Point localization data:
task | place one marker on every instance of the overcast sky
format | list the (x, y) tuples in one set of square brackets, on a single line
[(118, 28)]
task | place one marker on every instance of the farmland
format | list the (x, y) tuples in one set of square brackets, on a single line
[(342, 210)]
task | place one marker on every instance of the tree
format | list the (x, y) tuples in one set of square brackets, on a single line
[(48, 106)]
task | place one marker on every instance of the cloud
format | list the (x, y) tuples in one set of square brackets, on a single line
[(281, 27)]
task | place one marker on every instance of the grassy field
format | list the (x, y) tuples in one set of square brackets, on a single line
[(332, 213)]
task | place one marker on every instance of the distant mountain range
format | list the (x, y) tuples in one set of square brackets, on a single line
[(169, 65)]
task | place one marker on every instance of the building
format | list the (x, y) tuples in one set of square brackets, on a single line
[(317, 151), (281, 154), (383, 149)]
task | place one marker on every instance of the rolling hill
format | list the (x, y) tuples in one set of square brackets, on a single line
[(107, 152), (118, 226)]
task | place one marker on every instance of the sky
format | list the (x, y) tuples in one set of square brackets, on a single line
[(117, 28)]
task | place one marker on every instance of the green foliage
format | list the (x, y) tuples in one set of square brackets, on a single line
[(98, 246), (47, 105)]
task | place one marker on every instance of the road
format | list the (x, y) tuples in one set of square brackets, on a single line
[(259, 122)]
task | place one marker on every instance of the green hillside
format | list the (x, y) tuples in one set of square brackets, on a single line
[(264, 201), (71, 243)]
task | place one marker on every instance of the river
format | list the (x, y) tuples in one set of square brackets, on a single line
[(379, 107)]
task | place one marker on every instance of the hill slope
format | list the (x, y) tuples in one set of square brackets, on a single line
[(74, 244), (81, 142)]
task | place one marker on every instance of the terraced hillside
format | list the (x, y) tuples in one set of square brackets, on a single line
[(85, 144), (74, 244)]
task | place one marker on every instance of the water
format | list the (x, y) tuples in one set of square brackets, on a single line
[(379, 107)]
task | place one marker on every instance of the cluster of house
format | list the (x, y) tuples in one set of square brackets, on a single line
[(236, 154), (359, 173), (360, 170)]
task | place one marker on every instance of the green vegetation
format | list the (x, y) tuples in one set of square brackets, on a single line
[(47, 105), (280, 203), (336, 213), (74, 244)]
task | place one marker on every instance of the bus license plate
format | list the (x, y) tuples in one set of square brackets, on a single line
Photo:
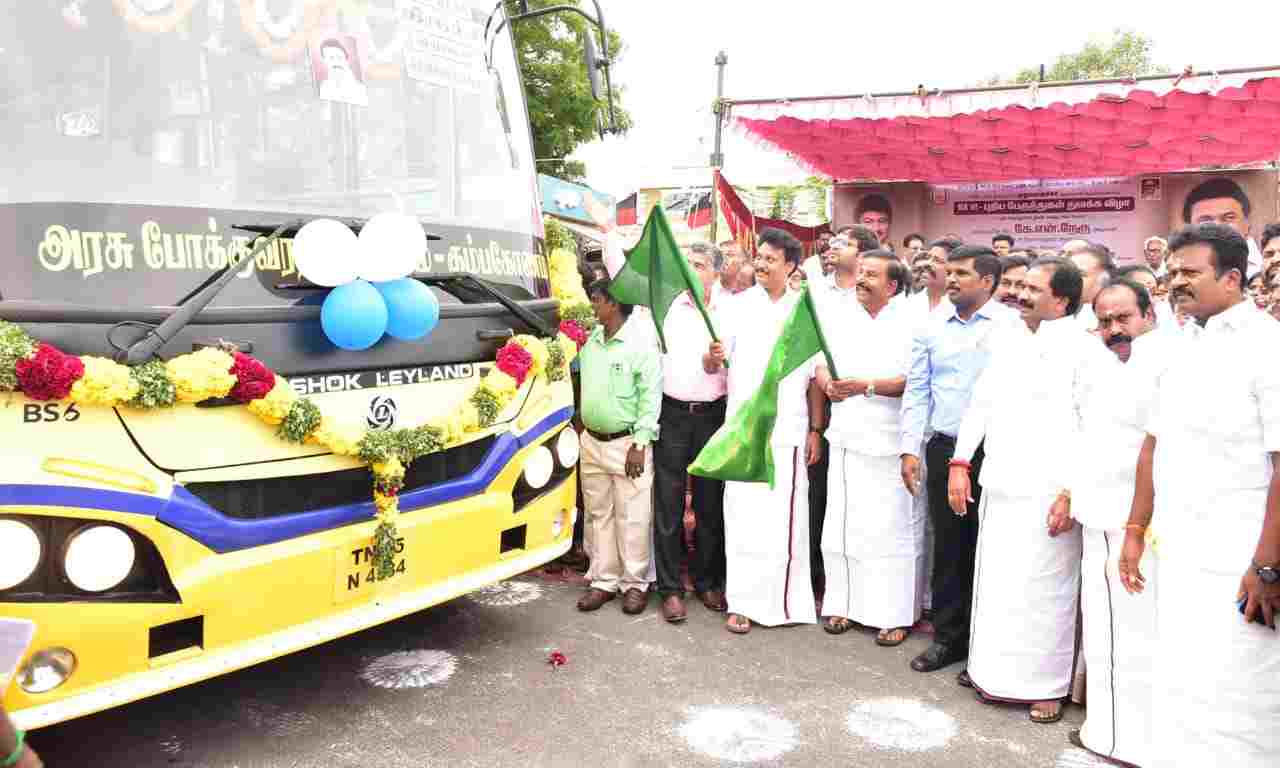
[(357, 575)]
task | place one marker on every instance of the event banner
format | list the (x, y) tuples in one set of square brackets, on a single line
[(1042, 213)]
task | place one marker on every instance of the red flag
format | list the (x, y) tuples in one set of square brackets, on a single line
[(626, 210), (700, 211)]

Task details |
Set every record down again verbatim, without pictures.

Task result |
task | place one marker on every instance of the overcast sky
format | list the (x, y) tuples in one set of square brackets, on a single line
[(118, 28)]
task | place one marker on every instance of the farmland
format | list the (x, y) tuples in one set of square brackets, on a single line
[(342, 210)]
task | place one marker on every instance of the tree
format | list the (x, y) tuples in one set of square brackets, on a single line
[(48, 106)]
task | place one marker on every instance of the cloud
format | list the (x, y) tuples in one set of square brackets, on a single line
[(281, 27)]
task | place one marker on every instance of the grassy field
format | list the (x, y) tuples in one set of square brackets, on a single line
[(332, 213)]
task | place one marker on every instance of the distant mountain range
format | list the (x, y) tuples in one set of square brackets, on a single line
[(169, 65)]
task | place one marker on every instance of the building
format | list the (x, y) tuples in one set of square brackets, on a single line
[(317, 151), (281, 154), (383, 149)]
task | place one marker on every instance of the rolling hill
format | list the (x, y) tuples in one set of square brackets, on a single line
[(107, 152), (118, 226)]
task | place one marker on every instance of the sky
format | list the (x, y) tuples in one set of square brackets, on a single line
[(117, 28)]
task | place one marker on every instance of the green foliage
format | list the (x, y) tuples in one set of square brackets, on a single line
[(98, 246), (47, 105)]
task | place one marker on every instance of the road
format | list the (x, y) tuples in one set of square brackets, on a single line
[(259, 122)]
task | place one marker on every instance of the green hillside
format | list the (x, y) tuples in one set of square brackets, on a single line
[(264, 201), (71, 243)]
task | place one marker on every instance of the river
format | list the (x, y) tuples in one set of square brackets, on a single line
[(379, 107)]
task | place one marker on every instance of the hill slope
format | list the (x, y) tuples in one set of square brackets, on a single line
[(74, 244), (81, 142)]
task | place one marker on every instance of the terraced hillside
format | list the (x, y) tuples in one set of square brackets, on a single line
[(85, 144), (74, 244)]
task | place one marker on every instance of the water
format | list the (x, y) tuples in one set of square brackets, on a single line
[(379, 107)]
task | place one marker on every instance of the cluster of house
format | list the (x, y) tuples in one set of square brackets, on a single line
[(236, 154), (359, 173), (360, 170)]
task | place one marker on every instance of the green vegetation
format | list the (x, y) tuples in one set of square brackets, on a single line
[(47, 105), (280, 203), (336, 213), (74, 244)]
task | place one marker on every instance of the bus license plate
format | list the (x, y) tuples in one set of square brackets, on a single line
Photo:
[(357, 575)]
task | place one marker on every instance of the event banner
format | list the (x, y) tuples in one set of square brackets, on a single line
[(1042, 213)]
task | place one marker on every instance of the red flag
format | list the (x, y) tuples in one set of square brackets, on a single line
[(626, 210), (700, 211)]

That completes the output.